What you need to do -
From the first line to the last, restate the data word for word.

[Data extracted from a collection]
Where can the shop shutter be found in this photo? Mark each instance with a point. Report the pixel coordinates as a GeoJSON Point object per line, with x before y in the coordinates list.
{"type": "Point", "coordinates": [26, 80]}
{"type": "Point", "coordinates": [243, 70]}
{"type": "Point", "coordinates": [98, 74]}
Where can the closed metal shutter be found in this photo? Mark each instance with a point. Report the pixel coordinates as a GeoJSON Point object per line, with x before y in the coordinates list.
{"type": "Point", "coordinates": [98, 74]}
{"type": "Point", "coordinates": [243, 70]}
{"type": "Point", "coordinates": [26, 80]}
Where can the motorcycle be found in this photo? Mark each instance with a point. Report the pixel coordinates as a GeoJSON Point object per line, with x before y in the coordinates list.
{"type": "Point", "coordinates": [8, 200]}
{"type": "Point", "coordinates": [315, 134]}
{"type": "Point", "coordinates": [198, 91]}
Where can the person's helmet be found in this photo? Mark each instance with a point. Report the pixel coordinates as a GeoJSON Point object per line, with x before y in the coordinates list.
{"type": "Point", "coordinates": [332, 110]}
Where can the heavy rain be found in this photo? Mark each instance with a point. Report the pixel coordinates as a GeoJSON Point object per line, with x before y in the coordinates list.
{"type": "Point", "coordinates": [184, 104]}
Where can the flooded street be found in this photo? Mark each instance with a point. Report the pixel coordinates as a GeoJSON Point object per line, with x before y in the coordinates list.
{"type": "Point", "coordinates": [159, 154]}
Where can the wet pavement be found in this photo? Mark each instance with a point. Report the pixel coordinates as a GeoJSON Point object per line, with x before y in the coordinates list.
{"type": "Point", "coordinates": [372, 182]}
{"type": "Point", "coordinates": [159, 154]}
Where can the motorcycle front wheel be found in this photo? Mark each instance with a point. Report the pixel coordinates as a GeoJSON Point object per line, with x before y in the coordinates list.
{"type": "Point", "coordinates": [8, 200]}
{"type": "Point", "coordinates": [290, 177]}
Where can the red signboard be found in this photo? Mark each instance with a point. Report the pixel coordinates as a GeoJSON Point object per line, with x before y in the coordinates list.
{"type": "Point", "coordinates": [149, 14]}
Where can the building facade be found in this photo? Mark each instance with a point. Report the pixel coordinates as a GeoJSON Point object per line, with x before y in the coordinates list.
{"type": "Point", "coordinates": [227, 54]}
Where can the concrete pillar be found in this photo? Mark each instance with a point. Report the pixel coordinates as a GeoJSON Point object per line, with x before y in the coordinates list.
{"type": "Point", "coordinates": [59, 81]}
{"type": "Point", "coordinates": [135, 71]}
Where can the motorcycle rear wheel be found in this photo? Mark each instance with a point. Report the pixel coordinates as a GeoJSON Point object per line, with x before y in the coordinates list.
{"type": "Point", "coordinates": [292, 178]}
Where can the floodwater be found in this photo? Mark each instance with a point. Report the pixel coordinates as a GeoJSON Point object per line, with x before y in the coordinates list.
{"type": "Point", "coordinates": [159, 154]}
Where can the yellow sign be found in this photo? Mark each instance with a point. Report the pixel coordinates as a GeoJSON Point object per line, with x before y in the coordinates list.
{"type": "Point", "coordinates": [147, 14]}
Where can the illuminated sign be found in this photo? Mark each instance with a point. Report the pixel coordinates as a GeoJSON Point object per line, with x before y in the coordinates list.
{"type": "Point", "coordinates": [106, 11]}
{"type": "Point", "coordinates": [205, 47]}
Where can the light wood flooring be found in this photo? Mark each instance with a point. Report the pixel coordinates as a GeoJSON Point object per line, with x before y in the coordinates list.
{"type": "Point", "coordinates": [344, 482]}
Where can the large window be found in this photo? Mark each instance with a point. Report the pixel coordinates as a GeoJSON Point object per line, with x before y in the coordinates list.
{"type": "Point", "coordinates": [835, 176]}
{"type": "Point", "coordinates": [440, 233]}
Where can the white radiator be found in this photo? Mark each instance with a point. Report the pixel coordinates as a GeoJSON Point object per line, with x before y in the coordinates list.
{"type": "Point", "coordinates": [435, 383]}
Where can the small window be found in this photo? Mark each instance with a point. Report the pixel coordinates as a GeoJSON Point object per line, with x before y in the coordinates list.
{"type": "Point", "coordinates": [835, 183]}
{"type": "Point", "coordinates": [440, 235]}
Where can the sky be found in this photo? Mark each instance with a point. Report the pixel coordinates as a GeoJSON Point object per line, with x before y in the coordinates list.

Written response -
Where can the shop shutter be found in this photo? Mark each instance with a point. Report the pixel coordinates as a GeoJSON Point object per line, with x before y in the coordinates list.
{"type": "Point", "coordinates": [26, 80]}
{"type": "Point", "coordinates": [243, 70]}
{"type": "Point", "coordinates": [98, 74]}
Where can the closed metal shutter be found in this photo? Mark each instance with a point. Report the pixel coordinates as a GeoJSON Point object per line, with x before y in the coordinates list.
{"type": "Point", "coordinates": [98, 74]}
{"type": "Point", "coordinates": [243, 70]}
{"type": "Point", "coordinates": [26, 80]}
Where can the motorcycle be found in this photo? Mark each instance with a point. Report the pixel coordinates as a GeoJSON Point object per line, with x before y in the coordinates list.
{"type": "Point", "coordinates": [8, 200]}
{"type": "Point", "coordinates": [315, 134]}
{"type": "Point", "coordinates": [198, 91]}
Where can the person's helmet be found in this photo? Mark each instance with a point. Report the pixel coordinates as a GeoJSON Point object per line, with x before y in the coordinates list.
{"type": "Point", "coordinates": [332, 110]}
Where can the heavy rain be found in this photo? Mark each instance with a point. Report the pixel coordinates as a GeoJSON Point object per line, with x before y in the coordinates list.
{"type": "Point", "coordinates": [184, 104]}
Where can the flooded street be found in this photo? Mark each instance with a point. Report the pixel coordinates as a GeoJSON Point object per line, with x before y in the coordinates list.
{"type": "Point", "coordinates": [159, 154]}
Where can the wet pavement be found in this photo? Mark each instance with a point. Report the pixel coordinates as a GeoJSON Point object per line, with x before y in the coordinates list.
{"type": "Point", "coordinates": [372, 182]}
{"type": "Point", "coordinates": [159, 154]}
Where can the motorcycle front wheel be found in this photo? Mark each instance with a point. Report the pixel coordinates as a GeoJSON Point object per line, with x before y in the coordinates list.
{"type": "Point", "coordinates": [8, 200]}
{"type": "Point", "coordinates": [290, 177]}
Where can the red signboard be found in this photo? Mark each instance with a point. Report the pixel coordinates as a GeoJSON Point object per line, with x before y in the coordinates list.
{"type": "Point", "coordinates": [149, 14]}
Where can the building facade be found in this photo? Mark each instance with a point. Report the pixel coordinates as a GeoJSON Point object per line, with x before y in the coordinates list.
{"type": "Point", "coordinates": [227, 54]}
Where can the concrete pillar be found in this photo? Mark each instance with a point. Report the pixel coordinates as a GeoJSON Point object per line, with x before y in the coordinates list.
{"type": "Point", "coordinates": [59, 81]}
{"type": "Point", "coordinates": [135, 71]}
Where can the motorcycle rear wheel be found in this photo? Mark each instance with a point. Report the pixel coordinates as a GeoJSON Point object per line, with x before y in the coordinates list.
{"type": "Point", "coordinates": [292, 178]}
Where can the floodwater be found in this photo? Mark each instance with a point. Report the pixel coordinates as a GeoJSON Point object per line, with x before y in the coordinates list.
{"type": "Point", "coordinates": [159, 154]}
Where can the yellow sign be found in this photo? Mark each instance with a point. Report the pixel coordinates as a GeoJSON Point object per line, with x before y in the coordinates list.
{"type": "Point", "coordinates": [147, 14]}
Where can the illuminated sign be found in this photo? Mark each instance with a point. Report the pixel coordinates as a GeoJSON Point object per line, with x before y in the coordinates list.
{"type": "Point", "coordinates": [106, 11]}
{"type": "Point", "coordinates": [205, 47]}
Where can the light wood flooring be found in this photo? Mark each instance with a point. Report the pixel coordinates as a GeoJSON Point object per line, with x before y in the coordinates list.
{"type": "Point", "coordinates": [344, 482]}
Where can the large window be found in this photo? Mark each instance with a point. Report the pixel coordinates as a GeoJSON Point object per line, with x before y in the coordinates list.
{"type": "Point", "coordinates": [835, 176]}
{"type": "Point", "coordinates": [440, 233]}
Where can the white radiator be found in this photo? Mark each instance with a point. Report the pixel coordinates as a GeoJSON Point object per line, with x before y in the coordinates list.
{"type": "Point", "coordinates": [435, 383]}
Where can the small window be found in this photo? Mark each instance with a point. Report the pixel coordinates as a GeoJSON Point object per line, with x before y in the coordinates list.
{"type": "Point", "coordinates": [835, 183]}
{"type": "Point", "coordinates": [440, 235]}
Where can the sky be found in this photo? Mark each instance with a point. Report the pixel coordinates as a GeoJSON Point object per line, with x before y in the coordinates list.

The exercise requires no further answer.